» Problem details: Your task is to reproduce the material exactly.

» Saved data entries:
◇ ◇ ◇ ◇ ◇ ◇ ◇

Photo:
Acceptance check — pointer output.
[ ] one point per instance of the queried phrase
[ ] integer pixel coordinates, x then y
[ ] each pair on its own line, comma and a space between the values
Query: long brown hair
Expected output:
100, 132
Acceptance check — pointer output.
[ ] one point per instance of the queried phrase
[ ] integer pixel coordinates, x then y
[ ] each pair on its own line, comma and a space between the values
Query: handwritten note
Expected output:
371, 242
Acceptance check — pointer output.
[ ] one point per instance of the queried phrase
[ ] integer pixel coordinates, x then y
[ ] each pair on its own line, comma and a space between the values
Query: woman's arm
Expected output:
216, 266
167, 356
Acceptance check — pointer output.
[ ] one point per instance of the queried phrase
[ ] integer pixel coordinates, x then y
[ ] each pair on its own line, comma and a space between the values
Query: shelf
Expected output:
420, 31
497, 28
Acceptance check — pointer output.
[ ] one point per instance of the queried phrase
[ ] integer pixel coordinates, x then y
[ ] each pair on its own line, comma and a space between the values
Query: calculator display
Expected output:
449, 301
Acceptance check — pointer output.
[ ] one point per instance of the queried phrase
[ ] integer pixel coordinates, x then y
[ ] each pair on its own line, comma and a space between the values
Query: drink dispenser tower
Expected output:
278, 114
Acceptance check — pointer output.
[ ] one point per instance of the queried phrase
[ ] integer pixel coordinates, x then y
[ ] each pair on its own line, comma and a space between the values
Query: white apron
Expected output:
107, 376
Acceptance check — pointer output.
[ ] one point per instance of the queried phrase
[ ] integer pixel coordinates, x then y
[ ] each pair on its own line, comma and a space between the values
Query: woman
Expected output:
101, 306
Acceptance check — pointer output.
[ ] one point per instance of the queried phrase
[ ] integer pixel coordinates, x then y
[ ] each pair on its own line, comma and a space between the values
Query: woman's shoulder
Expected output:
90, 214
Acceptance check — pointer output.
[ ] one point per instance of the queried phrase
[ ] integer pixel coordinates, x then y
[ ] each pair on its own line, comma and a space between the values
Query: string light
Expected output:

◇ ◇ ◇ ◇ ◇ ◇ ◇

» Full output:
Photo:
Acceptance check — pointer output.
[ ] one point per instance of the queried phrase
[ ] integer pixel coordinates, x then y
[ ] each pair on its own line, comma and a space between the values
Query: long brown hair
Expected output:
100, 132
Acceptance check — pointer output.
[ ] one point per instance of the queried phrase
[ ] integer pixel coordinates, x then y
[ ] each pair on its own line, comma and a space between the values
Query: handwritten note
Expected output:
371, 242
Acceptance check — pointer output.
[ ] one point per instance of the queried phrase
[ ] integer pixel coordinates, x then y
[ ] each pair on its own line, comma and a space between the values
Query: woman's arm
Expected output:
216, 266
167, 356
Acceptance check — pointer output.
[ ] one point per instance of the queried phrase
[ ] integer pixel coordinates, x then y
[ ] each pair on its own line, comma and a space between the values
Query: shelf
Expected output:
420, 31
497, 28
Acceptance check — pointer output.
[ ] one point per instance of the queried phrase
[ ] integer pixel coordinates, x then y
[ ] each pair on its own line, comma and a space between the values
Query: calculator display
Expected output:
449, 301
Acceptance check — pointer output.
[ ] one point per instance of the queried phrase
[ ] integer pixel coordinates, x then y
[ ] each pair on its own line, comma and a space between the values
Query: drink dispenser tower
Expected output:
278, 114
Acceptance check — pointer output.
[ ] one point per instance of the queried phrase
[ ] integer pixel coordinates, x then y
[ ] each pair on its own line, comma and a space between the values
Query: white apron
Expected output:
107, 376
Acceptance check — pointer output.
[ ] one point per instance of the queried phrase
[ ] integer pixel coordinates, x then y
[ ] each pair on its own line, comma and a space between the values
Query: woman
Expected output:
101, 306
Acceptance check — pointer output.
[ ] one point per instance of the queried phrase
[ ] integer pixel coordinates, x then y
[ ] each pair on its own line, comma and a space between the values
Query: woman's shoulder
Expected output:
90, 214
Acceptance check — pointer output.
[ ] one point per instance of the queried phrase
[ ] integer pixel coordinates, x then y
[ ] each pair on its own line, comma and a space between the values
Query: string light
Expected output:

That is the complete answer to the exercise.